Work task
This exercise calls for all the entries that follow to be set down exactly, without their images.
******
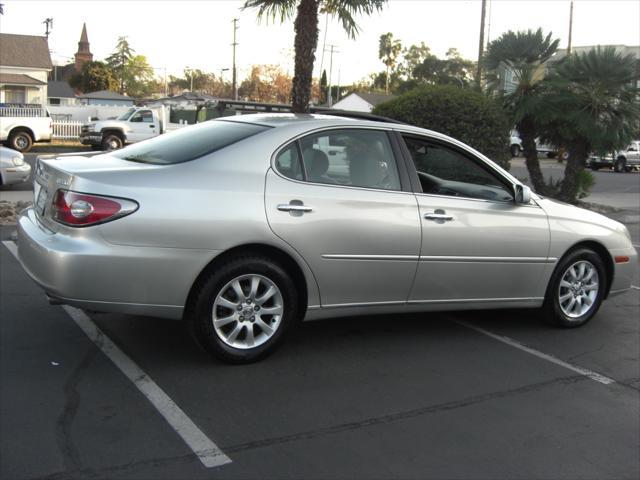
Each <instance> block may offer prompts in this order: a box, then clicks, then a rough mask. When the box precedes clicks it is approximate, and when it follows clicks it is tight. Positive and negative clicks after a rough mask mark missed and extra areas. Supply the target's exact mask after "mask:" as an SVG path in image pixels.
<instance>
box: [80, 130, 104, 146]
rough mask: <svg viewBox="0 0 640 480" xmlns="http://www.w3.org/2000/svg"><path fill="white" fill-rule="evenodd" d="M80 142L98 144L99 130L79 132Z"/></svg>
mask: <svg viewBox="0 0 640 480" xmlns="http://www.w3.org/2000/svg"><path fill="white" fill-rule="evenodd" d="M80 143H81V144H83V145H100V144H101V143H102V134H101V133H100V132H83V133H81V134H80Z"/></svg>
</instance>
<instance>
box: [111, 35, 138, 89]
mask: <svg viewBox="0 0 640 480" xmlns="http://www.w3.org/2000/svg"><path fill="white" fill-rule="evenodd" d="M134 53H135V50H134V49H133V48H131V46H130V45H129V41H128V40H127V37H118V43H117V44H116V49H115V50H114V52H113V53H112V54H111V55H109V56H108V57H107V58H106V59H105V62H106V63H107V65H108V66H109V68H110V69H111V70H112V71H113V74H114V75H115V77H116V79H117V80H118V83H119V84H120V93H121V94H124V93H125V81H126V77H127V65H128V63H129V61H131V59H132V58H133V54H134Z"/></svg>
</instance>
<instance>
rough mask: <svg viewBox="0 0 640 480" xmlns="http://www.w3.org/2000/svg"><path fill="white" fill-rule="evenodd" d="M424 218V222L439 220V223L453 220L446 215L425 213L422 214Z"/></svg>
mask: <svg viewBox="0 0 640 480" xmlns="http://www.w3.org/2000/svg"><path fill="white" fill-rule="evenodd" d="M424 218H425V220H436V221H438V220H440V221H441V222H449V221H451V220H453V216H451V215H447V214H446V213H444V212H443V213H440V212H438V213H435V212H434V213H425V214H424Z"/></svg>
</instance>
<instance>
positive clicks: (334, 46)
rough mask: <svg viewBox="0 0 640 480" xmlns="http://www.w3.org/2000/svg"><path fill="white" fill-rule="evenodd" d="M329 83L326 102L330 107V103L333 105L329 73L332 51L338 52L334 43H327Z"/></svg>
mask: <svg viewBox="0 0 640 480" xmlns="http://www.w3.org/2000/svg"><path fill="white" fill-rule="evenodd" d="M329 52H330V55H329V85H328V87H327V88H328V90H329V91H328V92H327V103H328V104H329V108H331V105H333V95H332V93H331V78H332V76H331V74H332V73H333V54H334V53H339V52H338V50H336V45H329Z"/></svg>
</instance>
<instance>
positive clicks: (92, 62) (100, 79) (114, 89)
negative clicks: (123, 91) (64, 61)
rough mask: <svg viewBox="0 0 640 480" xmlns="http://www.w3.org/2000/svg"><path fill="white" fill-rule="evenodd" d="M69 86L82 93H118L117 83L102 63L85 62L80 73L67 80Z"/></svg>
mask: <svg viewBox="0 0 640 480" xmlns="http://www.w3.org/2000/svg"><path fill="white" fill-rule="evenodd" d="M69 85H71V87H73V88H74V89H76V90H80V91H81V92H82V93H90V92H98V91H100V90H109V91H112V92H117V91H118V81H117V80H116V78H115V76H114V75H113V72H112V70H111V69H110V68H109V67H108V66H107V65H106V64H104V63H103V62H86V63H85V64H84V65H82V70H81V71H80V73H77V74H75V75H73V76H72V77H71V78H70V79H69Z"/></svg>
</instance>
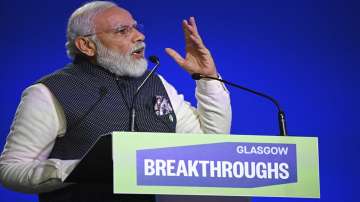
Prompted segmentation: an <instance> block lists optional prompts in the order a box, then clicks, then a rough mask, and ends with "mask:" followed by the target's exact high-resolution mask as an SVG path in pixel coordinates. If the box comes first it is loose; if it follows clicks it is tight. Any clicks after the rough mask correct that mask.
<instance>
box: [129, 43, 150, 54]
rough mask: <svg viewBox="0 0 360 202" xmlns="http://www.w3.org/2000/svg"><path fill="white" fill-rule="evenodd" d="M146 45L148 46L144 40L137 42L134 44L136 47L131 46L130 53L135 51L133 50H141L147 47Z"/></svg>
mask: <svg viewBox="0 0 360 202" xmlns="http://www.w3.org/2000/svg"><path fill="white" fill-rule="evenodd" d="M145 47H146V44H145V42H143V41H140V42H137V43H136V44H135V45H134V47H132V48H131V50H130V54H131V53H133V52H136V51H139V50H141V49H145Z"/></svg>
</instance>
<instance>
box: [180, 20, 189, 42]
mask: <svg viewBox="0 0 360 202" xmlns="http://www.w3.org/2000/svg"><path fill="white" fill-rule="evenodd" d="M182 26H183V31H184V35H185V40H189V36H190V34H191V32H190V30H189V28H188V27H189V23H188V22H187V20H183V22H182Z"/></svg>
******
Task solution
Each <instance> block may offer prompts in this order: a box, then clicks, then a rough mask. When the box precedes clicks it is approximate, and when it follows clicks it is tight. Positive and negative clicks after a rough mask mark missed and extra areas. Supply the target's exact mask after "mask:" as an SVG path in image pixels.
<instance>
box: [80, 130, 104, 146]
rough mask: <svg viewBox="0 0 640 480" xmlns="http://www.w3.org/2000/svg"><path fill="white" fill-rule="evenodd" d="M80 142L98 144L99 130L79 132Z"/></svg>
mask: <svg viewBox="0 0 640 480" xmlns="http://www.w3.org/2000/svg"><path fill="white" fill-rule="evenodd" d="M80 143H81V144H83V145H100V144H101V143H102V134H101V133H100V132H83V133H81V134H80Z"/></svg>
</instance>
<instance>
box: [111, 35, 138, 89]
mask: <svg viewBox="0 0 640 480" xmlns="http://www.w3.org/2000/svg"><path fill="white" fill-rule="evenodd" d="M134 53H135V50H134V49H133V48H131V46H130V45H129V41H128V40H127V37H118V43H117V44H116V49H115V50H114V52H113V53H112V54H111V55H109V56H108V57H107V58H106V59H105V62H106V63H107V65H108V66H109V68H110V69H111V70H112V71H113V74H114V75H115V77H116V79H117V80H118V83H119V84H120V93H121V94H124V93H125V81H126V77H127V65H128V63H129V61H131V59H132V58H133V54H134Z"/></svg>
</instance>
<instance>
rough mask: <svg viewBox="0 0 640 480" xmlns="http://www.w3.org/2000/svg"><path fill="white" fill-rule="evenodd" d="M424 218V222L439 220V223L453 220L446 215L425 213L422 214Z"/></svg>
mask: <svg viewBox="0 0 640 480" xmlns="http://www.w3.org/2000/svg"><path fill="white" fill-rule="evenodd" d="M424 218H425V220H436V221H438V220H440V221H441V222H449V221H451V220H453V216H451V215H447V214H446V213H444V212H443V213H440V212H438V213H435V212H434V213H425V214H424Z"/></svg>
</instance>
<instance>
positive clicks: (334, 46)
rough mask: <svg viewBox="0 0 640 480" xmlns="http://www.w3.org/2000/svg"><path fill="white" fill-rule="evenodd" d="M329 83L326 102L330 107V103L333 105L329 73L332 51L338 52L334 43H327Z"/></svg>
mask: <svg viewBox="0 0 640 480" xmlns="http://www.w3.org/2000/svg"><path fill="white" fill-rule="evenodd" d="M329 52H330V55H329V85H328V87H327V88H328V90H329V91H328V92H327V103H328V104H329V108H331V105H333V95H332V93H331V78H332V76H331V74H332V73H333V54H334V53H339V52H338V50H336V45H329Z"/></svg>
</instance>
<instance>
positive clicks: (92, 62) (100, 79) (114, 89)
negative clicks: (123, 91) (64, 61)
rough mask: <svg viewBox="0 0 640 480" xmlns="http://www.w3.org/2000/svg"><path fill="white" fill-rule="evenodd" d="M69 86L82 93H118L117 83L102 63L85 62L80 73L67 80Z"/></svg>
mask: <svg viewBox="0 0 640 480" xmlns="http://www.w3.org/2000/svg"><path fill="white" fill-rule="evenodd" d="M69 85H71V87H73V88H74V89H76V90H80V91H81V92H82V93H90V92H98V91H100V90H109V91H112V92H117V91H118V81H117V80H116V78H115V76H114V75H113V72H112V70H111V69H110V68H109V67H108V66H107V65H106V64H104V63H103V62H86V63H85V64H84V65H82V70H81V71H80V73H77V74H75V75H73V76H72V77H71V78H70V79H69Z"/></svg>
</instance>
Prompted segmentation: an <instance> block lists optional prompts in the order a box, then clicks, then a rough mask, and ends with "mask:" followed by the target's exact high-resolution mask as an SVG path in pixel coordinates. If the box comes first it is loose; if it follows clicks it is tight. Any clicks after the rough mask correct that mask.
<instance>
box: [129, 43, 150, 54]
rough mask: <svg viewBox="0 0 360 202" xmlns="http://www.w3.org/2000/svg"><path fill="white" fill-rule="evenodd" d="M146 45L148 46L144 40L137 42L134 44L136 47L131 46L130 53L135 51L133 50H141L147 47Z"/></svg>
mask: <svg viewBox="0 0 360 202" xmlns="http://www.w3.org/2000/svg"><path fill="white" fill-rule="evenodd" d="M145 47H146V44H145V42H143V41H140V42H137V43H136V44H135V45H134V47H132V48H131V50H130V54H131V53H133V52H136V51H139V50H141V49H145Z"/></svg>
</instance>
<instance>
box: [180, 20, 189, 42]
mask: <svg viewBox="0 0 360 202" xmlns="http://www.w3.org/2000/svg"><path fill="white" fill-rule="evenodd" d="M182 26H183V31H184V35H185V40H189V36H190V34H191V32H190V30H189V28H188V27H189V23H188V22H187V20H183V22H182Z"/></svg>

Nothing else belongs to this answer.